→ **Input rows**
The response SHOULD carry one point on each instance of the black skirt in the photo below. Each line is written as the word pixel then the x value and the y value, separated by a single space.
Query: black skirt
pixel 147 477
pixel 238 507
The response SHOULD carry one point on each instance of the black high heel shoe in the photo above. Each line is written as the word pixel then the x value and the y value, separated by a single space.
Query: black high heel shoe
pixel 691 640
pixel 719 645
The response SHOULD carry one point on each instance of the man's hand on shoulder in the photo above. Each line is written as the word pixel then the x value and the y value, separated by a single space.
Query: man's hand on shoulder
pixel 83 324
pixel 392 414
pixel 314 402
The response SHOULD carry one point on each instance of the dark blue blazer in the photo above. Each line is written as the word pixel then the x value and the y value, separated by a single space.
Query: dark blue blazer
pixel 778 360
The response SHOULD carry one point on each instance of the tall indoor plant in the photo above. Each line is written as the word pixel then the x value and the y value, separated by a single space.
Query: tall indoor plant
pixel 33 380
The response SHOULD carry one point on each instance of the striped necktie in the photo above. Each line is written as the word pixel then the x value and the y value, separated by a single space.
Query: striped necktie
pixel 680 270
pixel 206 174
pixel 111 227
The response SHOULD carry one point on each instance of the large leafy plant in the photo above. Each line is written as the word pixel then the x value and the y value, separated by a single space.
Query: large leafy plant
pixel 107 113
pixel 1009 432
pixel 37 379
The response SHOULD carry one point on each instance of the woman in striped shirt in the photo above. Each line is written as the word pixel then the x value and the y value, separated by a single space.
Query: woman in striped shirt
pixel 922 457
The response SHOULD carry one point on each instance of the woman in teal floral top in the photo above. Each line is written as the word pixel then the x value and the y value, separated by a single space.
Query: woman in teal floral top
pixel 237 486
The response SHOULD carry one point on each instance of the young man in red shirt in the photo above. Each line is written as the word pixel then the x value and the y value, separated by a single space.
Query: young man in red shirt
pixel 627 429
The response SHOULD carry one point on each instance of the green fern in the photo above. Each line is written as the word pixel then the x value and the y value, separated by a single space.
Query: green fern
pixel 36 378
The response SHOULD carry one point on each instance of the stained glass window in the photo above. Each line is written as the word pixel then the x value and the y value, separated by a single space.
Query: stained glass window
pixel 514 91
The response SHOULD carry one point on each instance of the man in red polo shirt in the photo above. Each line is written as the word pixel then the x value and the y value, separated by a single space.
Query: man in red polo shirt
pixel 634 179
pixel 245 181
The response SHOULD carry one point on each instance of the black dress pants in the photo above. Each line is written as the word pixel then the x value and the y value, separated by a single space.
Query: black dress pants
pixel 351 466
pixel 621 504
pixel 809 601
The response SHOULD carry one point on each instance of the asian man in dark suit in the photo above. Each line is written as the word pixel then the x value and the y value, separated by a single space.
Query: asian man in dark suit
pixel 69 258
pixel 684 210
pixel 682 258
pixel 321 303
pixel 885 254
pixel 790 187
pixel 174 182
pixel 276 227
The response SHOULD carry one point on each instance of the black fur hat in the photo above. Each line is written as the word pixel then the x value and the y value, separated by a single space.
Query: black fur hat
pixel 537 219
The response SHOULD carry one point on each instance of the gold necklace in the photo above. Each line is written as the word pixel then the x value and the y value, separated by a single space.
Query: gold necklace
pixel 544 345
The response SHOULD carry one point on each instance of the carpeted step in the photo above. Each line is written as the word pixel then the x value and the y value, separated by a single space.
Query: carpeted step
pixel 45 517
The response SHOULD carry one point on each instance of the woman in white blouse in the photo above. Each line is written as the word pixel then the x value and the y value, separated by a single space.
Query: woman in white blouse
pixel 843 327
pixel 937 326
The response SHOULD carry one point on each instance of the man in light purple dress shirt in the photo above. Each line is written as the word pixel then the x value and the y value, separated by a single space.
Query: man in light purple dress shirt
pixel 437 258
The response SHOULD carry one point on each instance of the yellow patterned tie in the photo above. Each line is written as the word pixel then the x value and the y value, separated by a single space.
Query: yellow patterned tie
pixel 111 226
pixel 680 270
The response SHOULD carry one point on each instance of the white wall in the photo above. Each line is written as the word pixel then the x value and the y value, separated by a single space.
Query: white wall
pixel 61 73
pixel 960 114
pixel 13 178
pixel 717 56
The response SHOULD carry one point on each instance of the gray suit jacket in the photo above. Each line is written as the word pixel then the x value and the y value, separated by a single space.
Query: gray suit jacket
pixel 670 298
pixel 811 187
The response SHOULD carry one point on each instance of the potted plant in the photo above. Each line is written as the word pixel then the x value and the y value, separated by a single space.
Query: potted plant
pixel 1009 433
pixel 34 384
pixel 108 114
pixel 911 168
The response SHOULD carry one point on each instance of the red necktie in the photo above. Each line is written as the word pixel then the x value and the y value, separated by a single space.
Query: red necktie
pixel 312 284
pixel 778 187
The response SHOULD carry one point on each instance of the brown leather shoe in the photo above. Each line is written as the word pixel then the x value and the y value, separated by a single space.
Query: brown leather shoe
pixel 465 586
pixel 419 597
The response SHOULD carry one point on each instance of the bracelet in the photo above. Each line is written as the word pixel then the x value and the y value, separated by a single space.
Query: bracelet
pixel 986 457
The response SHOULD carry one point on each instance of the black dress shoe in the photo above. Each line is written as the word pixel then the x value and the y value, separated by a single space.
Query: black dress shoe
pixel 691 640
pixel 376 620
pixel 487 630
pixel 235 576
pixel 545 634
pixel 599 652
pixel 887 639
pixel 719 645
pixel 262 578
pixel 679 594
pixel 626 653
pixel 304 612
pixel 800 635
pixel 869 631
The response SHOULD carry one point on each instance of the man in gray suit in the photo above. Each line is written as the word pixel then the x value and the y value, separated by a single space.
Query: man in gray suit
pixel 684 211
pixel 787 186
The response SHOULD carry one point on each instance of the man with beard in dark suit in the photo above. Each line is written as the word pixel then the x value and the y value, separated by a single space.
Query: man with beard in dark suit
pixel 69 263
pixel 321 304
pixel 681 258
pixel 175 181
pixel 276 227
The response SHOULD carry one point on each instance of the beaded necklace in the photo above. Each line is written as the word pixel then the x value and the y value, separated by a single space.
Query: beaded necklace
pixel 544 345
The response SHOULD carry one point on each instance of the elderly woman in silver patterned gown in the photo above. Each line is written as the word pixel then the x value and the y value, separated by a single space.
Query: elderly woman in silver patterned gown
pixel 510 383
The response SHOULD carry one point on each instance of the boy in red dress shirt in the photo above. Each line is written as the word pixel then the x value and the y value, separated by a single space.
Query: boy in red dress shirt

→ **Problem requirements**
Repeat the data in its entirety, character for character.

→ **Result of this exercise**
The response SHOULD carry one point on each instance of the black skirt in the photo below. Each line is written as the word pixel then the x value and the y value, separated by a single space.
Query: black skirt
pixel 147 477
pixel 238 507
The response SHOULD carry one point on each instance of the black high heel shoe in the photo above. Each line is written as the word pixel then the x value and the y value, separated by a single space.
Query: black high heel shoe
pixel 691 640
pixel 719 645
The response SHOULD carry one point on each instance of the man's hand on shoulder in the photo above. Each line is written as the word pixel then the x value and the y value, separated by a single space.
Query: man's hand on shoulder
pixel 83 324
pixel 392 414
pixel 314 402
The response SHOULD carry one point on each instance of the dark blue blazer in the photo above. Each line is written as the word pixel then the x value and the y value, separated by a single space.
Query: dark blue blazer
pixel 778 360
The response SHOULD carry one point on each instance of the tall indoor plant in the photo above. Each line is written as the word pixel then the x value and the y value, separated by a single space.
Query: tall indoor plant
pixel 33 380
The response SHOULD carry one point on each instance of the striped necktie in the photo above. Each line is written as the word pixel then the x value and the y value, separated by a single space.
Query: striped necktie
pixel 680 270
pixel 206 174
pixel 111 227
The response SHOULD carry one point on each instance of the large leafy plant in the photo above. Each line is written as the word pixel then the x value and the y value, separated by a single space.
Query: large leafy plant
pixel 107 113
pixel 1009 432
pixel 37 379
The response SHOULD carry one point on each instance of the woman in striped shirt in the photo above. Each line is written as the word pixel then the x value and the y value, separated by a single space.
Query: woman in striped shirt
pixel 922 457
The response SHOULD carry one point on each instance of the woman in teal floral top in the photo above. Each line is written as the word pixel then the x value and the y value, separated by a single space.
Query: woman in teal floral top
pixel 237 486
The response SHOULD carry one point on each instance of the young man in red shirt in the photo above. Each line is written as the word pixel then the x value and the y value, separated by a single space.
Query: young man in red shirt
pixel 627 429
The response SHOULD carry one point on each instance of the green fern in the photo above. Each line is written as the word pixel then the x value and the y value, separated by a single space.
Query: green fern
pixel 36 378
The response SHOULD carry one point on each instance of the stained glass window in the photo above. Each line is written as the word pixel then the x value and the y value, separated by a single space.
Query: stained glass window
pixel 514 91
The response SHOULD carry one point on each instance of the man in red polo shirt in the photo above. Each line is written as the word pixel then the x value and the y value, separated by a single space.
Query: man in red polo shirt
pixel 634 179
pixel 245 181
The response SHOULD carry one point on each instance of the black dress pants in the photo above. Each line is written as the word pixel then the x value and the y value, separated by a single space.
Query: black dress pants
pixel 351 466
pixel 621 504
pixel 809 601
The response SHOULD carry one point on each instance of the asian man in dark suit in the photo above. Each line is written as the word pixel then the x value and the y value, separated by a single space.
Query: asian man in dark suit
pixel 69 258
pixel 684 210
pixel 682 258
pixel 321 303
pixel 885 254
pixel 790 187
pixel 174 182
pixel 276 227
The response SHOULD carry one point on each instance of the black fur hat in the photo above. Each line is written as the word pixel then the x value and the y value, separated by a single space.
Query: black fur hat
pixel 537 219
The response SHOULD carry one point on each instance of the gold necklace in the photo above. Each line is written as the word pixel then the x value and the y value, separated by a single space.
Query: gold necklace
pixel 544 345
The response SHOULD carry one point on each instance of the carpeted step in the photo above. Each line is written as the word pixel then the x value and the y value, separated by a single space.
Query: carpeted step
pixel 45 517
The response SHOULD carry one point on each instance of the woman in white blouse in the photo above. Each line is written as the word pixel then the x value and the y value, separated by a single space.
Query: woman in white blouse
pixel 843 327
pixel 937 326
The response SHOULD carry one point on each instance of the man in light purple dress shirt in the photo above. Each line is written as the word pixel then the x value and the y value, separated by a single space.
Query: man in light purple dress shirt
pixel 437 258
The response SHOULD carry one point on each instance of the yellow patterned tie in the photo above. Each line is written as the word pixel then the x value and the y value, separated by a single space.
Query: yellow patterned tie
pixel 111 226
pixel 680 270
The response SHOULD carry one point on each instance of the white wall in the photo above. Each line is written as the word pixel then the x value and the y value, separated by a single space.
Query: white wall
pixel 61 73
pixel 960 114
pixel 13 178
pixel 717 56
The response SHOULD carry one point on each instance of the gray suit jacket in the photo above. Each line is written as the word pixel then the x value and the y value, separated by a single space.
Query: gray suit jacket
pixel 670 298
pixel 811 187
The response SHOULD carry one point on each instance of the potted plant in the photo above. Each line is written as the word pixel then the x value and the y value, separated by a single space.
Query: potted plant
pixel 1009 433
pixel 34 384
pixel 108 114
pixel 911 168
The response SHOULD carry one point on each instance of the red necktie in the photo above. Each line is written as the word pixel then the x value and the y value, separated by a single space.
Query: red necktie
pixel 312 284
pixel 778 187
The response SHOULD carry one point on each instance of the brown leather shoe in the photo above. Each line is written as the word pixel then the x value and the y value, separated by a single space.
Query: brown leather shoe
pixel 465 586
pixel 419 597
The response SHOULD carry one point on each instance of the bracelet in the photo above. Each line is written as the word pixel then the x value and the y value, separated by a single space.
Query: bracelet
pixel 986 457
The response SHOULD carry one point on each instance of the black dress shoe in the photo above. Each line is written as the word pixel then the x value and the y value, separated by a single space.
Query: black dress shoe
pixel 691 640
pixel 376 620
pixel 487 630
pixel 235 576
pixel 545 634
pixel 599 652
pixel 887 639
pixel 719 645
pixel 262 578
pixel 679 594
pixel 626 653
pixel 304 612
pixel 800 635
pixel 869 631
The response SHOULD carry one point on each instance of the man in gray suit in the photo above. Each line is written as the word pixel then the x value and the y value, separated by a single space.
Query: man in gray suit
pixel 684 211
pixel 787 186
The response SHOULD carry one point on each instance of the man with beard in dark suit in the photo above. Each line is written as the word pixel then the x value and the y value, separated by a single space.
Query: man with beard in dark suit
pixel 69 263
pixel 321 304
pixel 681 258
pixel 175 181
pixel 276 227
The response SHOULD carry one point on each instance of the beaded necklace in the photo above. Each line is written as the word pixel then the x value and the y value, separated by a single space.
Query: beaded necklace
pixel 544 345
The response SHOULD carry one point on each instance of the elderly woman in silver patterned gown in the photo above. Each line is written as the word pixel then the x value and the y value, separated by a single space.
Query: elderly woman in silver patterned gown
pixel 510 383
The response SHOULD carry one point on each instance of the boy in red dress shirt in the photo above. Each line is written as the word pixel then the x value and the y value, separated by a single space.
Query: boy in red dress shirt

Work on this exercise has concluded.